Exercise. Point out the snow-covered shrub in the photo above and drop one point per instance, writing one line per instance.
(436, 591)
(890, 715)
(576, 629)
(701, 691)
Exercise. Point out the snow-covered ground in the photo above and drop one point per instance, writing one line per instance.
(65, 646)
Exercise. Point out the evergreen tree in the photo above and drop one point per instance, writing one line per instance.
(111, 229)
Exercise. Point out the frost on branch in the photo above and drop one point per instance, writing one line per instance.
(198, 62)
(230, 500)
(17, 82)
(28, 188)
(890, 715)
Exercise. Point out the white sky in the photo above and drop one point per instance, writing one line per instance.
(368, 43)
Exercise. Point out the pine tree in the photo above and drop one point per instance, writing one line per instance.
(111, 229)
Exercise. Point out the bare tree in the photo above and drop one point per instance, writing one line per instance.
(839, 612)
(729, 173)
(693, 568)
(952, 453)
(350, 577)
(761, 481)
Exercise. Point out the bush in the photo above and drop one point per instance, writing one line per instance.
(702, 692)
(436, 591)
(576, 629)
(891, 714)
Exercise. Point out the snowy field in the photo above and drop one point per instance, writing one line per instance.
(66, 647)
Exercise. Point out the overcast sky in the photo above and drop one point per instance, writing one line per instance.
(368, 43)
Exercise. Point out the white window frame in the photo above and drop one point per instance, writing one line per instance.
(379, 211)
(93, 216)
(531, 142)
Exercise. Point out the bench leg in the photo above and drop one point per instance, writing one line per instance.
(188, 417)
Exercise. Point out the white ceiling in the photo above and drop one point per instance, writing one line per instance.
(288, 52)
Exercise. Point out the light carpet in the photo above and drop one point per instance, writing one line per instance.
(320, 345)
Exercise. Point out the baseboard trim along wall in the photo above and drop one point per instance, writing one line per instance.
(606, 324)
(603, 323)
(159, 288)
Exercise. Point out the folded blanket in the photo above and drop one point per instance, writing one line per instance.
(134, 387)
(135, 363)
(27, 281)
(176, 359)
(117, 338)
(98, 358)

################

## DIRECTION:
Can you reproduce all the rows above, replacing every "Point out" with "Locate" and leaving the rest unchanged?

## RESULT:
Exercise. Locate the snow-covered shrub in the photo above and drop one point per instance, writing one line per instance.
(436, 591)
(890, 715)
(576, 629)
(701, 691)
Exercise. Locate the snow-covered ground in the photo above and drop one point per instance, writing one line per instance.
(65, 646)
Exercise. Locate the evergreen tree in the photo above and drop one point per instance, writing one line per instance.
(111, 229)
Exercise. Locate the frost on branch in the photo above and drop one point per instance, writing one line per instance.
(198, 62)
(230, 500)
(17, 82)
(28, 188)
(890, 715)
Exercise. Locate the white sky in the photo above and drop one point per instance, writing one line per instance.
(368, 43)
Exercise. Locate the pine tree in the photo above and drop one point per instance, writing one line per instance.
(111, 229)
Exercise. Locate the bare tree in the photo above and drop one point per instance, writing one line per instance.
(839, 612)
(729, 173)
(693, 568)
(952, 453)
(350, 577)
(761, 481)
Exercise. Locate the bush in the photo above and drop one point per instance, writing one line per instance.
(702, 692)
(436, 591)
(576, 629)
(891, 714)
Exercise. Locate the snowy field in the photo above and drop one point per instance, writing one line per instance.
(66, 647)
Exercise. Locate the overcast sky in the photo above and drop one point per instance, writing one line per instance.
(368, 43)
Exercise. Locate the white window frame in the photo above and drop one point per instance, writing one line per instance.
(379, 211)
(93, 216)
(531, 142)
Exercise. Locate the bench leg in the photo above and drop one point per instance, writing one line per instance.
(188, 417)
Exercise. Locate the white ceiling in the photo above and drop one point per instance, writing one line per instance.
(288, 52)
Exercise. Locate the light carpet in the photo above and drop one point per instance, writing one line per instance.
(320, 345)
Exercise. Locate the baseboard trim along wall in the photo above and drop one point per instance, writing one line per instance.
(606, 324)
(603, 323)
(159, 288)
Exercise. Locate the folded blanket in the photo above and drop one point per instance, writing one line per instance.
(134, 387)
(135, 363)
(27, 281)
(176, 359)
(117, 338)
(98, 358)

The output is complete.